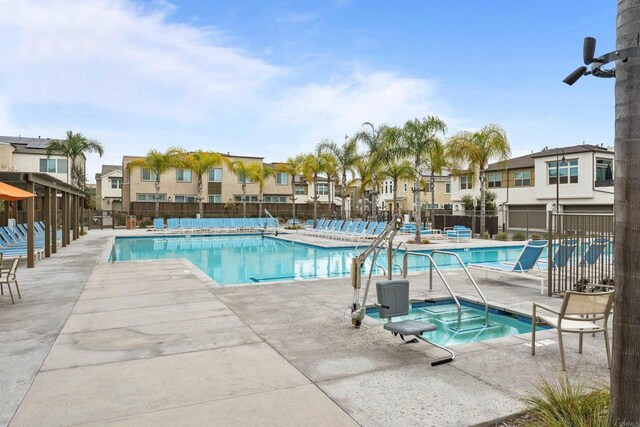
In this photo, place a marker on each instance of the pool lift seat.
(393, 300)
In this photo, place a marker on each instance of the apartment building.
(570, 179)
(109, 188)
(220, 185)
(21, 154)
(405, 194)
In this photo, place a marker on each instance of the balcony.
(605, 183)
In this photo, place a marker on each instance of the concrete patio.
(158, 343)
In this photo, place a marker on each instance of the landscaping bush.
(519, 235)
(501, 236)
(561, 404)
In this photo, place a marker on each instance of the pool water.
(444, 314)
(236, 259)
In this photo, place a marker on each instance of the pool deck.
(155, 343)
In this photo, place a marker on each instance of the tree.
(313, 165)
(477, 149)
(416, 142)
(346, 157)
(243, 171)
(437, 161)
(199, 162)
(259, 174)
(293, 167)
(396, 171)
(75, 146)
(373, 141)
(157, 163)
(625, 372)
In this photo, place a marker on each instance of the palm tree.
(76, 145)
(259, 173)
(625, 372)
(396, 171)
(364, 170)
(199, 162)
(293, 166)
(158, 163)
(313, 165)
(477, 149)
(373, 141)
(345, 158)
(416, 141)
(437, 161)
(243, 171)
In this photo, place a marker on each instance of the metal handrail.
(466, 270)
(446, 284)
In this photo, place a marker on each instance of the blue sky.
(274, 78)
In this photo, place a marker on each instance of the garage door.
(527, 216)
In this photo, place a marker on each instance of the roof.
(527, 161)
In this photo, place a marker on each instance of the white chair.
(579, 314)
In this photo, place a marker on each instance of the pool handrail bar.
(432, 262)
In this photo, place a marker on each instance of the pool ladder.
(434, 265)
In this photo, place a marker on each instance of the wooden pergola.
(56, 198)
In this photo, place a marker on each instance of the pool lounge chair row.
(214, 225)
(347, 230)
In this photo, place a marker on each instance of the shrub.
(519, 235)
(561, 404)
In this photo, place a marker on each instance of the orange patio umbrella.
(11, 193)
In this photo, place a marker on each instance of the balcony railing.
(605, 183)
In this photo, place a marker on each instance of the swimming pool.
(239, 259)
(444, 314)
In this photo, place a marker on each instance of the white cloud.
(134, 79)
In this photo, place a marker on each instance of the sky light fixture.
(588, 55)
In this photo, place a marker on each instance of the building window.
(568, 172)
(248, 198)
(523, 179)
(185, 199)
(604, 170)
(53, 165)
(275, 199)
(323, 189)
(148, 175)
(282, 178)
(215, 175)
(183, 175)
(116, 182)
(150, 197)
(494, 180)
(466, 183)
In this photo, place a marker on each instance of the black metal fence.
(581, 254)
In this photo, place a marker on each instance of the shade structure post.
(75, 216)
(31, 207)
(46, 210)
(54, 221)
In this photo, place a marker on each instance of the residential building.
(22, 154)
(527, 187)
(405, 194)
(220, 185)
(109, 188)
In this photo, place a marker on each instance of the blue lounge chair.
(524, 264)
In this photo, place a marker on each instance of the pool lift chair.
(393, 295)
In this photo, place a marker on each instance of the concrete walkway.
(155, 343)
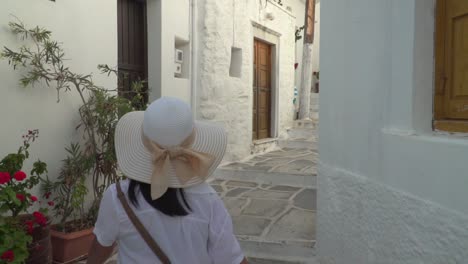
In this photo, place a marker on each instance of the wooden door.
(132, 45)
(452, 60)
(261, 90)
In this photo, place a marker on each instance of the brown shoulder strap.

■ ■ ■ ■

Output, unchanged, the stretch of rows from the line containing "the concrete walkway." through the end of the rows, including both ends. Leave the pictures out of your answer.

In this photo, place a marker on each instance of the concrete walkway.
(155, 343)
In this photo, place a marker on each instance of the wooden door.
(132, 45)
(452, 60)
(261, 90)
In this photo, place a marker on each instance of the brown shoulder strap.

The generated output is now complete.